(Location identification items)

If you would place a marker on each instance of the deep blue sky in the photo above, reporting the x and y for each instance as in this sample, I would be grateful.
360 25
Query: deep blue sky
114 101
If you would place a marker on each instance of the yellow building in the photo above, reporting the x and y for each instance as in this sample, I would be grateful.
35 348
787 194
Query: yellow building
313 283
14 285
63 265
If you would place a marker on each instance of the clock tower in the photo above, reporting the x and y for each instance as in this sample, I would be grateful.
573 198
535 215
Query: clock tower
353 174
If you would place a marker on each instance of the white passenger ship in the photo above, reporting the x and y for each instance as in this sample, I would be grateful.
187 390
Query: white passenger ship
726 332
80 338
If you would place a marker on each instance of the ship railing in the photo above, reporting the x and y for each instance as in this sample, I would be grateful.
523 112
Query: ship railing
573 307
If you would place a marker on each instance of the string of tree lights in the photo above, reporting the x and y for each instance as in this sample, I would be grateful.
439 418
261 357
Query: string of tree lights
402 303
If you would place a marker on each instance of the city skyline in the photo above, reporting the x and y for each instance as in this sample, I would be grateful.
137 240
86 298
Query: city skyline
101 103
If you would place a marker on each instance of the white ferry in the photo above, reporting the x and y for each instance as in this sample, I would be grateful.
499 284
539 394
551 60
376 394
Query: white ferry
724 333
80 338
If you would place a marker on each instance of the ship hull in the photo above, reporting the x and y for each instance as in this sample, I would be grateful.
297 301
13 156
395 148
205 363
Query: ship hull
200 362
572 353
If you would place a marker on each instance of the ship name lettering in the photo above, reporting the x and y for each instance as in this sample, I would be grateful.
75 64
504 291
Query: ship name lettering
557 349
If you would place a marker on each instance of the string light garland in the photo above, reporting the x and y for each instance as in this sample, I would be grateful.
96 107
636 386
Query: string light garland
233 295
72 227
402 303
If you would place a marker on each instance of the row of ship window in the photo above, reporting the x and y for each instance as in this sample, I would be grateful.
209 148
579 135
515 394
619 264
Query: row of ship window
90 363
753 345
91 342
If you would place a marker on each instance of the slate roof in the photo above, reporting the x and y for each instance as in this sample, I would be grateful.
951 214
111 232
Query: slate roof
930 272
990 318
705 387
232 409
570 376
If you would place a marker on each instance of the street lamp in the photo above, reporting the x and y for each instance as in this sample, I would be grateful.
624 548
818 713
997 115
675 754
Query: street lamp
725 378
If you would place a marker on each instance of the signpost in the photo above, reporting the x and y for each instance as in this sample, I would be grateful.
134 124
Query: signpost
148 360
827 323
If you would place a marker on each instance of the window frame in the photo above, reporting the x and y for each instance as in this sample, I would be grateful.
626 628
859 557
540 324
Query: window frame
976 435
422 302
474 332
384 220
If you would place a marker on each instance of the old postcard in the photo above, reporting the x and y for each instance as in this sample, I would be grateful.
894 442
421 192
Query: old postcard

◆ **Stated task**
Reproduce every one of the records above word for word, leaving nothing out.

◆ **Solution to the exercise**
If you would place a marker on each instance of the deep blue sky in the photo above, reporting the x and y for each instance as in this sample, I would be grateful.
360 25
Query: deep blue sky
114 101
If you would place a marker on each instance of the yellow building in the photo above, reporting the x and y for each instance as in this sample, I would be grateful.
35 348
787 194
Query: yellow building
313 283
14 285
63 265
If you would place a marker on each instance of the clock tower in the photo above, reporting the x and y for each instance as in this sample, I would be grateful.
573 198
535 215
Query: clock tower
353 174
If you would place a marker on each instance of the white passenger ship in the photo above, reporting the x and y for each instance as in this sample, I would be grateful.
187 390
Query: white passenger ship
726 332
80 338
If you would place a marker on each instance of the ship railing in the photo above, reporting the x and y for each instance as in this sample, I would be grateful.
523 112
Query: ship railing
573 307
If you would place a marker on each instance of the string of tree lights in the photo above, reporting the x and y for each instance as in this sample, I would be grateful.
439 418
261 357
Query: string of tree lights
402 303
If you would place a marker on each instance of the city skyline in the photo above, reporting the x and y for each instance as in this sample, I would be grateful.
137 240
86 298
Query: city skyline
101 103
If you would place a marker on each instance of the white ferry in the photo above, reporting the x and y for each instance as in this sample, I would be grateful.
499 284
539 394
551 60
376 394
Query: white ferry
724 333
80 338
If you would place a marker on each instance of the ship hull in the photo above, reporting the x and y for each instance as in this sample, I would be grateful.
297 301
13 156
395 148
205 363
Query: ship hull
200 362
572 353
If you would place a marker on each instance of the ship name lettering in the photo above, reporting the x and y for each instance as in this sample, I would be grateful.
75 64
504 291
Query: ship name lettering
557 349
If you would place a marker on each instance of the string light garland in the photo above, reporting the x and y for each instance as in this sample, I would be grateful.
96 107
636 386
Query: string light garland
233 295
72 227
402 303
If you would place a marker on each instance of the row of ship window in the photo above, reporting the x and y for each instance as in this sample, I would be grateful.
209 148
579 135
515 394
619 264
Query: row of ship window
90 363
753 345
91 342
If you would place a marker on each instance of the slate roof in the photo above, reporting the x and y for each instance as in this sample, I would be grateful.
951 214
111 232
Query: slate roof
930 272
990 318
705 387
232 409
570 376
If you would place a marker on each instance of the street lamp in the photo above, reporting the x and y for each instance as in this sample, I would be grateful.
624 548
818 713
997 115
675 754
Query: street lamp
725 378
If you would place a marker on each instance of the signpost in the photo above, reporting the x and y for each instance as in this sample, I would be grateful.
134 124
Query: signpost
148 360
827 323
If you would place a marker on each instance of the window frame in the photo above, reporting the x and y for each instance as in this sample, I would be grateful.
626 628
859 557
540 324
Query: window frame
976 435
422 302
474 332
384 220
If you would place a marker on each instance of the old postcard in the photo above, reporting the x and y for each instance as in this sample, I would be grateful.
894 442
421 192
Query: old postcard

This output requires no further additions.